** Task **
The data must be written out once more, precisely as given.

** Input data **
========================================================================

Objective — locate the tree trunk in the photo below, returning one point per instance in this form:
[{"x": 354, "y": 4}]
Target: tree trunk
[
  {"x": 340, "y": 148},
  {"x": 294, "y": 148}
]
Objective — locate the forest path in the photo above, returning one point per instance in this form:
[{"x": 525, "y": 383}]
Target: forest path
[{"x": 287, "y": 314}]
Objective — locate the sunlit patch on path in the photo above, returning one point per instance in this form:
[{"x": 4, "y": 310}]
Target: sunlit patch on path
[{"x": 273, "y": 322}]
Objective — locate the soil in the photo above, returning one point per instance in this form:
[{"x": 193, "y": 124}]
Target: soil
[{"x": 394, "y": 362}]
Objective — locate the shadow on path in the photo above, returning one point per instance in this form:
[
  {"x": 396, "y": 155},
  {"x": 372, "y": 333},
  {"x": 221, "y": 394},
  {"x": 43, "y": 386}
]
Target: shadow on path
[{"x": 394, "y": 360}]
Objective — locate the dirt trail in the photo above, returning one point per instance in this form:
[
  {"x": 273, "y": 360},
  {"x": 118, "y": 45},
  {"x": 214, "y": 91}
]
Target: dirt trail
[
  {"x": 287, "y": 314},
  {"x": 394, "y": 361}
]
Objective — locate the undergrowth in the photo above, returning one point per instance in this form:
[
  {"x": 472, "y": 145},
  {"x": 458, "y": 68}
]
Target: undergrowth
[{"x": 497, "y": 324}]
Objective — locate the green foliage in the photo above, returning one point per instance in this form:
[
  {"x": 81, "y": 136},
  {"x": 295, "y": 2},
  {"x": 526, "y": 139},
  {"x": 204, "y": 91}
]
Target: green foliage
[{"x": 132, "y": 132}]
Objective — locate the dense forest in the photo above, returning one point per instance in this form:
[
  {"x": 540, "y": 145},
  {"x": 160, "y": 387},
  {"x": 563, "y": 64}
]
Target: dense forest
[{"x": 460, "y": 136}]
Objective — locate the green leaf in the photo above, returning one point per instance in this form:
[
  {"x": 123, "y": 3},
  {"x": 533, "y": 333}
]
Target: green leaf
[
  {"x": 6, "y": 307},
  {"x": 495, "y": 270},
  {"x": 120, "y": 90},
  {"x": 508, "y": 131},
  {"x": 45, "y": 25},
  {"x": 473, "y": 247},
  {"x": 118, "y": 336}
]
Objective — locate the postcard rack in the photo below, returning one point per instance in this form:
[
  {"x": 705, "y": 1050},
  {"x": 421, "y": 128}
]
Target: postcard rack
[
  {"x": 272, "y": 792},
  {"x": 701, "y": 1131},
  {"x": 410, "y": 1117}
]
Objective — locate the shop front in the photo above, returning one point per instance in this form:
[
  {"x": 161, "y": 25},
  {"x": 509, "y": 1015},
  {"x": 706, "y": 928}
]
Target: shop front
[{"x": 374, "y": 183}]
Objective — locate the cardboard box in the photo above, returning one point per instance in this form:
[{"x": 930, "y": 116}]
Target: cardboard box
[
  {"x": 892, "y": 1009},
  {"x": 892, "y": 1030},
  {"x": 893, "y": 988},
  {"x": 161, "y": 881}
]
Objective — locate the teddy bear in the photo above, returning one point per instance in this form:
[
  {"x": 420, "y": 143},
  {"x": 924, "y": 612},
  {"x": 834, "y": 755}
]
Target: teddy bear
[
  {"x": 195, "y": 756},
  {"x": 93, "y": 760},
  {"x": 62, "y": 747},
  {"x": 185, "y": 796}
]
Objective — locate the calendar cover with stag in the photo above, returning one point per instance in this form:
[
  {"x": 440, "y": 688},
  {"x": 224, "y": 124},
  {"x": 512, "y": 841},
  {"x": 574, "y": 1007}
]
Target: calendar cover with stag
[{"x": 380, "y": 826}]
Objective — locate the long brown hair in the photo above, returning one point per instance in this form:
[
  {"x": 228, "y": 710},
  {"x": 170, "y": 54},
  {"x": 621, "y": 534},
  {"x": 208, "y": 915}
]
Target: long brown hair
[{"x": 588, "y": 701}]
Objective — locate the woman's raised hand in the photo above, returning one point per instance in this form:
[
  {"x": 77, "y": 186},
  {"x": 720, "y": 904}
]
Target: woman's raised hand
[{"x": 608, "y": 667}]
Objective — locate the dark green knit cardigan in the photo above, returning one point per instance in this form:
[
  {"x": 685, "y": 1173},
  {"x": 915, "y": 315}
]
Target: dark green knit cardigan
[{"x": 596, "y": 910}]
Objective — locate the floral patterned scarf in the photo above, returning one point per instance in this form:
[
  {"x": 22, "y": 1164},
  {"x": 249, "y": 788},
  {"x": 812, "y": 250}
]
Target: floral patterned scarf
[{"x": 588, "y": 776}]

========================================================================

** Answer to the exercise **
Objective — locate the tree trunk in the photo below, returning one point per instance in this form:
[{"x": 354, "y": 4}]
Target: tree trunk
[
  {"x": 340, "y": 148},
  {"x": 294, "y": 148}
]
Objective — locate the forest path in the photo above, returning one point per instance in this form:
[{"x": 525, "y": 383}]
Target: forest path
[{"x": 287, "y": 314}]
Objective — locate the sunlit patch on path in the photo above, returning one point per instance in this form:
[{"x": 4, "y": 310}]
Target: sunlit patch on path
[{"x": 273, "y": 322}]
Objective — locate the soil in the photo above, returning one point per instance in this form:
[{"x": 193, "y": 124}]
Target: soil
[{"x": 394, "y": 362}]
Objective — locate the shadow on path in the photo above, returning one point per instance in this form:
[
  {"x": 396, "y": 155},
  {"x": 372, "y": 333},
  {"x": 221, "y": 394},
  {"x": 43, "y": 386}
]
Target: shadow on path
[{"x": 394, "y": 360}]
Objective — locate the dirt trail in the photo above, returning one point per instance in this form:
[
  {"x": 273, "y": 360},
  {"x": 118, "y": 45},
  {"x": 214, "y": 91}
]
Target: dirt trail
[
  {"x": 287, "y": 314},
  {"x": 394, "y": 361}
]
Objective — locate the undergrowth in the photo above, returning one point per instance in this form:
[
  {"x": 472, "y": 145},
  {"x": 458, "y": 68}
]
Target: undergrowth
[{"x": 497, "y": 324}]
Objective — locate the green foliage in the photo above, returning one point per instance in this form:
[
  {"x": 81, "y": 136},
  {"x": 295, "y": 2},
  {"x": 526, "y": 139},
  {"x": 204, "y": 91}
]
Target: green foliage
[{"x": 132, "y": 132}]
Objective — locate the dense forest in the photo above, returning one point per instance in this form:
[
  {"x": 540, "y": 145},
  {"x": 160, "y": 387},
  {"x": 563, "y": 64}
]
Target: dense forest
[{"x": 460, "y": 136}]
Objective — locate the green leaf in the photo above, returning one point per instance in this form:
[
  {"x": 123, "y": 3},
  {"x": 533, "y": 333}
]
Target: green leaf
[
  {"x": 6, "y": 307},
  {"x": 495, "y": 270},
  {"x": 120, "y": 90},
  {"x": 508, "y": 131},
  {"x": 45, "y": 25},
  {"x": 473, "y": 247},
  {"x": 118, "y": 336}
]
Objective — locate the postcard rack in the photo below, returning one point per instance in this form:
[
  {"x": 705, "y": 1050},
  {"x": 421, "y": 128}
]
Target: postcard rack
[
  {"x": 272, "y": 792},
  {"x": 701, "y": 1131},
  {"x": 410, "y": 1117}
]
Objective — locate the shop front in the photo above, returning one point per instance in this form:
[
  {"x": 161, "y": 25},
  {"x": 509, "y": 1015},
  {"x": 706, "y": 928}
]
Target: shop front
[{"x": 374, "y": 183}]
Objective — locate the cardboard box in the photo above, returning one point per instance in this form:
[{"x": 930, "y": 116}]
Target: cardboard box
[
  {"x": 892, "y": 1009},
  {"x": 892, "y": 1030},
  {"x": 893, "y": 988},
  {"x": 161, "y": 881}
]
Objective — locate the teddy bear in the photo above, returning one point per instance in this form:
[
  {"x": 420, "y": 143},
  {"x": 924, "y": 612},
  {"x": 834, "y": 755}
]
Target: teddy bear
[
  {"x": 195, "y": 756},
  {"x": 93, "y": 760},
  {"x": 62, "y": 747},
  {"x": 185, "y": 796}
]
Objective — locate the calendar cover with stag in the photo above, returning one point per instance in this form:
[
  {"x": 440, "y": 688},
  {"x": 224, "y": 124},
  {"x": 512, "y": 841},
  {"x": 574, "y": 1007}
]
Target: calendar cover with stag
[{"x": 380, "y": 826}]
Objective — locate the long brown hair in the photo above, returning one point per instance in this form:
[
  {"x": 228, "y": 710},
  {"x": 170, "y": 54},
  {"x": 621, "y": 534},
  {"x": 208, "y": 915}
]
Target: long brown hair
[{"x": 588, "y": 701}]
Objective — locate the woman's raised hand in the photo above, returning one point per instance in this form:
[
  {"x": 77, "y": 186},
  {"x": 720, "y": 904}
]
Target: woman's raised hand
[{"x": 608, "y": 667}]
Objective — locate the dark green knit cardigan in the photo above, returning one point per instance in this form:
[
  {"x": 685, "y": 1173},
  {"x": 915, "y": 315}
]
Target: dark green knit cardigan
[{"x": 596, "y": 910}]
Objective — locate the floral patterned scarf in the photo above, returning one point per instance in this form:
[
  {"x": 22, "y": 1164},
  {"x": 249, "y": 788},
  {"x": 812, "y": 250}
]
Target: floral patterned scarf
[{"x": 588, "y": 776}]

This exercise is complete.